→ TASK TO COMPLETE:
Set down, in full, every record in the block.
↓↓↓
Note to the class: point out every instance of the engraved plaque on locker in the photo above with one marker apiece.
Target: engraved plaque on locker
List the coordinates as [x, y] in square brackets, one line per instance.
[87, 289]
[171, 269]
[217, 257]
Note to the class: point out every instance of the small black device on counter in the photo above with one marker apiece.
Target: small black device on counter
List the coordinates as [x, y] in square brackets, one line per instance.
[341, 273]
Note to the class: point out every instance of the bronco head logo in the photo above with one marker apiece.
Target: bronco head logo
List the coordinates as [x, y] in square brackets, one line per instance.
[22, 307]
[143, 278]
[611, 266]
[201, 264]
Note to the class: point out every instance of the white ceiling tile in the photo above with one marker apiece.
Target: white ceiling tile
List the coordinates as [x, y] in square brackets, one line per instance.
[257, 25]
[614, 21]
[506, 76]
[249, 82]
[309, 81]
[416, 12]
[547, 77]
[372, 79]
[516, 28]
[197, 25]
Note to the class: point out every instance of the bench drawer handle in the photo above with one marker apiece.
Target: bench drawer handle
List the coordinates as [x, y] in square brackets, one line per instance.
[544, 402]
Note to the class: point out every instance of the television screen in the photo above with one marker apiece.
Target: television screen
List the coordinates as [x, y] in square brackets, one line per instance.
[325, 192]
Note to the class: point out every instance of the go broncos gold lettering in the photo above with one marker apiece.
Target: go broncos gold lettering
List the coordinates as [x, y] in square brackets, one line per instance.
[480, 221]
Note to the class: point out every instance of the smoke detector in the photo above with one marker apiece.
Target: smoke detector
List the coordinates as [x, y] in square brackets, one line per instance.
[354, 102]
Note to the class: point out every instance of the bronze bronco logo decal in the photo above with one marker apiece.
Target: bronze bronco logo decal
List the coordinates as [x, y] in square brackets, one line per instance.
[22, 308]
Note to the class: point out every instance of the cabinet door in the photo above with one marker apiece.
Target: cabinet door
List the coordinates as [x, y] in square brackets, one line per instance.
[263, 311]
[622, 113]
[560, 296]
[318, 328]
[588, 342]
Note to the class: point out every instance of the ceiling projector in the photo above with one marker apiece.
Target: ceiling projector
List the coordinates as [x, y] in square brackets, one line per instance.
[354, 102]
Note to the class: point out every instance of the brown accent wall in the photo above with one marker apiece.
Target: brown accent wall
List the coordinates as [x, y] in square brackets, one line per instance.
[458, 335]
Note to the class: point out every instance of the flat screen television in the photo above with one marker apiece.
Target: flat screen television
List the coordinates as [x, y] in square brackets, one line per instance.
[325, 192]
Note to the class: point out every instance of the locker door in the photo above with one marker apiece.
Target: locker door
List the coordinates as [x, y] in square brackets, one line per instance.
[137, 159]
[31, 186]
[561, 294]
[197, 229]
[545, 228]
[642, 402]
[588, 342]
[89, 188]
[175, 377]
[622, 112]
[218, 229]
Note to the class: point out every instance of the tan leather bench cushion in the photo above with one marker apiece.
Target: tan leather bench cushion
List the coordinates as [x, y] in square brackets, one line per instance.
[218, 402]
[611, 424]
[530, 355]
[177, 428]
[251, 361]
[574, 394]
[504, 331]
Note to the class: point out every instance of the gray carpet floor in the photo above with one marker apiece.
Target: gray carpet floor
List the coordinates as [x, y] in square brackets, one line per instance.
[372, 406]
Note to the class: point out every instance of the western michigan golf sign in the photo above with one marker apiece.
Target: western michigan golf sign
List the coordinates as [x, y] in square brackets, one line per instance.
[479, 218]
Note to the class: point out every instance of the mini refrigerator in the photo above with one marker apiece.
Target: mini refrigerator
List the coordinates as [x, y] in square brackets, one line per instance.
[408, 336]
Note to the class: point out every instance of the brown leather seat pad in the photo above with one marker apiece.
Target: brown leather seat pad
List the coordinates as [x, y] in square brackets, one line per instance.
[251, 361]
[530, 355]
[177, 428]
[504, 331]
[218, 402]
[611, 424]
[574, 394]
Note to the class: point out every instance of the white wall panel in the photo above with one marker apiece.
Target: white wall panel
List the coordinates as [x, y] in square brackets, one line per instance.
↑↑↑
→ SOLUTION TO THE EXERCISE:
Note to the class: point out every instance of the engraved plaque on locker in the photo above with one marker apiece.
Target: engraved plaque on locker
List the coordinates as [x, y] in square brackets, one line per instance.
[87, 289]
[171, 269]
[217, 257]
Note to the class: point out every instance of the small black device on counter in the photo above with one marker apiece.
Target: small black device on counter
List the coordinates as [x, y] in square brackets, one line per instance.
[341, 273]
Note to the class: point out every instance of the bronco head logo in the photo above with one marker apiece.
Target: bronco head logo
List the coordinates as [x, y] in square brackets, one line per instance.
[22, 307]
[143, 278]
[611, 266]
[201, 264]
Note to the class: point out every instance of the white ceiling tile in the photo above with one marker apiece.
Target: white ceiling tile
List the coordinates as [x, y] in square brackets, one line per instance.
[257, 25]
[614, 21]
[506, 76]
[249, 82]
[309, 81]
[416, 12]
[547, 77]
[372, 79]
[516, 28]
[197, 25]
Note to the class: point out every instance of the bench drawer handle in the photo above with one marker apiece.
Target: bench drawer handle
List the coordinates as [x, y] in square brackets, one line per instance.
[544, 402]
Note to the class: point out every instance of the television screen in the photo above with one marker apiece.
Target: television screen
List the coordinates as [x, y] in square brackets, one line per instance.
[325, 192]
Note to the class: point out every instance of the go broncos gold lettering in the photo above with one marker apiece.
Target: go broncos gold lettering
List the coordinates as [x, y] in square brackets, one line per instance.
[480, 221]
Note to the class: point out every instance of the smoke detector in the photo above with one marker apiece.
Target: smoke detector
List the coordinates as [x, y] in square brackets, one line per instance.
[354, 102]
Note to the class: point out every instance of the bronze bronco logo decal in the photo above with one marker apiece.
Target: bronze bronco logo decal
List the coordinates as [x, y] in square brackets, one line per instance.
[22, 308]
Note to the class: point out every instance of the cabinet door in the photo above with one marker apiece.
Target: cabinet door
List the coordinates as [x, y] in square brackets, one line per instance.
[263, 311]
[622, 113]
[560, 296]
[318, 328]
[588, 342]
Note to the class: point out every instance of the ceiling projector in the photo above with one marker apiece.
Target: ceiling projector
List the coordinates as [x, y] in square brackets, one line per instance.
[354, 102]
Note to the class: point out every instance of the brown accent wall in the photo above with one marker apiece.
Target: brown accent wall
List the coordinates as [x, y] in square brackets, one line per instance.
[458, 335]
Note to the class: point out every instance of the flat screen television in the photo above with one marker apiece.
Target: flat screen television
List the coordinates as [x, y] in square brackets, one line per instance.
[325, 192]
Note to the class: point out every instance of the locker door in the photo above with one marker apiece.
Target: locker door
List the coordinates as [x, y] in square brackets, one line per instance.
[137, 159]
[31, 186]
[561, 294]
[197, 229]
[545, 228]
[642, 402]
[588, 342]
[89, 188]
[175, 377]
[622, 112]
[218, 229]
Note to the class: point out every instance of the tan leather bench cushion in the photo above with one marker apiece.
Target: tan leather bench cushion
List the coordinates as [x, y] in square brackets, one line per instance.
[218, 402]
[611, 424]
[530, 355]
[177, 428]
[251, 361]
[574, 394]
[504, 331]
Note to the class: point out every instance of the gray carpet floor in the photo above with one marker apiece.
Target: gray carpet floor
List the coordinates as [x, y] in square brackets, one line per instance.
[372, 406]
Note to the class: point out every instance of the western michigan golf sign in the photo above with one marker apiece.
Target: western michigan golf sign
List the coordinates as [x, y] in square brackets, one line per instance.
[479, 218]
Note to the class: point out every instance of the mini refrigerator in the photo above with one marker apiece.
Target: mini refrigerator
List the coordinates as [x, y] in square brackets, one line per instance.
[408, 336]
Note to the class: point out every instance of the brown leather seat pad in the photo above with one marker apiece.
Target: brown leather seat pad
List the coordinates as [x, y] in square brackets, one line per instance.
[251, 361]
[530, 355]
[177, 428]
[504, 331]
[218, 402]
[611, 424]
[574, 394]
Note to the class: point out every instance of the white wall panel in the photo above with one marker apiece.
Target: white wall panel
List the coordinates as [x, y] in square brackets, one line per instance.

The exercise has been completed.